### MATERIAL SUPPLIED
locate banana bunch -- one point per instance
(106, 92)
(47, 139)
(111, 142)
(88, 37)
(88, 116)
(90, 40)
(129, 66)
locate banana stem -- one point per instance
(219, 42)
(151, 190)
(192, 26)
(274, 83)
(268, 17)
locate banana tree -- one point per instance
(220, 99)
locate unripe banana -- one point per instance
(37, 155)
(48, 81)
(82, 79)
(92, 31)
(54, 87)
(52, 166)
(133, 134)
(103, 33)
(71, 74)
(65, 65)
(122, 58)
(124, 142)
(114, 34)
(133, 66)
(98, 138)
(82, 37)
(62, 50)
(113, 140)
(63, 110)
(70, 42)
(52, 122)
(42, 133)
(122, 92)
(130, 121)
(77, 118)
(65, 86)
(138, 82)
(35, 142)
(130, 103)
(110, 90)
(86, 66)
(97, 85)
---
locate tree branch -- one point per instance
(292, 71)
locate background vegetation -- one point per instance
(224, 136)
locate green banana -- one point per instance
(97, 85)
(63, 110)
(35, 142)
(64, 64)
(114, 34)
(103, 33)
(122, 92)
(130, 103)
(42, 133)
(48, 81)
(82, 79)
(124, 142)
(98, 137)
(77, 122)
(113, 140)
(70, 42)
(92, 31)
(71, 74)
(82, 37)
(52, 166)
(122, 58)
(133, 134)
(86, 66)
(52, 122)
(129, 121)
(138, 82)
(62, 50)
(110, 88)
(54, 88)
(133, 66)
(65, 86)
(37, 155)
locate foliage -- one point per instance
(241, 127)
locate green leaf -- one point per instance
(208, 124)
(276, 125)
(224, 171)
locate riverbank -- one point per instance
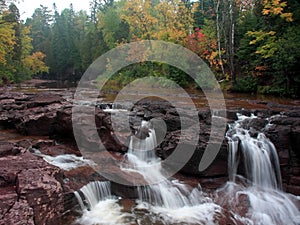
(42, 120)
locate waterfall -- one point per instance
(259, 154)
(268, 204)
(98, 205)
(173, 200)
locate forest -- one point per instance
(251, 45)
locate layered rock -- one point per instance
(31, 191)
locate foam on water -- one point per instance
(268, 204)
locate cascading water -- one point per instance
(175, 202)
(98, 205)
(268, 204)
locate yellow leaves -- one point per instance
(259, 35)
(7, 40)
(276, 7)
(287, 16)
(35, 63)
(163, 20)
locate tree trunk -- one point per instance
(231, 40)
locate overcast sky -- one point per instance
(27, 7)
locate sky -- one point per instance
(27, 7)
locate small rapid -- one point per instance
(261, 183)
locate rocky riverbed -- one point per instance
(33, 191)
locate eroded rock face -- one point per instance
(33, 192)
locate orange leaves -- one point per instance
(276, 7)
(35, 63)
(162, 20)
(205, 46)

### YOUR OBJECTIVE
Please find each line in the material above that contains the word "leaves" and copy those lines out.

### THE ANSWER
locate yellow leaves -- one point per instance
locate orange leaves -- one point per instance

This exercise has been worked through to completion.